Records to process:
######

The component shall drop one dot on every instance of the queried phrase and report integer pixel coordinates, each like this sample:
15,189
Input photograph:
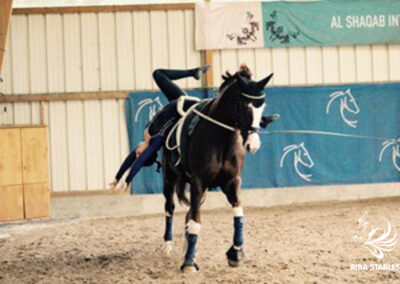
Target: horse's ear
242,81
262,83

######

Exercise brief: What you give back must match the entries exactly, apart from the omitted pictures.

Solution to the problem:
The component shall drop one dot on every instance of the queried phrase and report integer pixel coordinates, each like this sample:
15,189
Input photograph:
Target: horse's ear
242,81
262,83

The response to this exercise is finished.